* [TEXT TO READ]
--- --- ---

Financial Stability Institute
- Abbreviation: FSI
- Formation: 1999; 27 years ago
- Founder: Bank of International Settlements and Basel Committee on Banking Supervision
- Founded at: Basel, Switzerland
- Purpose: Co-ordination between national banks and financial regulators
- Location: Basel, Switzerland;
- Region served: Worldwide
- Products: Co-ordination between national financial regulators, Publishing papers on the financial system
- Parent organization: Bank of International Settlements
- Website: www.bis.org/fsi

= Financial Stability Institute =

The Financial Stability Institute (FSI) is one of the bodies hosted by the Bank of International Settlements (BIS) at its headquarters in Basel, Switzerland.

==Purpose==
Established in 1999 by the BIS and the Basel Committee on Banking Supervision, its primary role is to improve the co-ordination between national banks regulators through holding seminars and acting as a clearing house for information on regulatory practice.

--- --- ---

* [THE EXERCISE]
Pick up the Financial Stability Institute article right after its last sentence and keep writing.

* [GIVEN MATERIAL]
--- --- ---

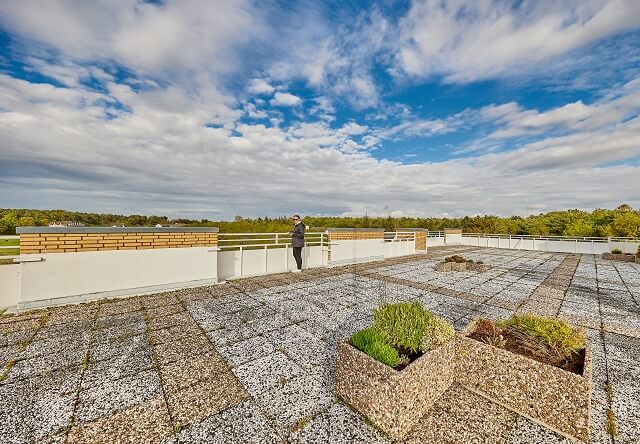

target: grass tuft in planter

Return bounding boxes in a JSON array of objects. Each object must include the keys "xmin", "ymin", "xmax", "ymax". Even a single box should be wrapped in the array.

--- --- ---

* [TASK ANSWER]
==History==
The FSI was set up in response to the East Asian financial crisis of 1997, as the result of a perceived weakness in co-ordination between national regulators in matters of training and general understanding of financial systems. As a result, its work is concentrated in the regulators of the non-G-10 nations.

==Chairmans==
- Josef Tosovský, 1 December 2000 – 31 December 2016.
- Fernando Restoy, 1 January 2017– present.

==Publications==
The FSI has released 11 occasional papers, of which two have detailed the expectations of the various global regulators regarding Basel II implementation in their jurisdictions.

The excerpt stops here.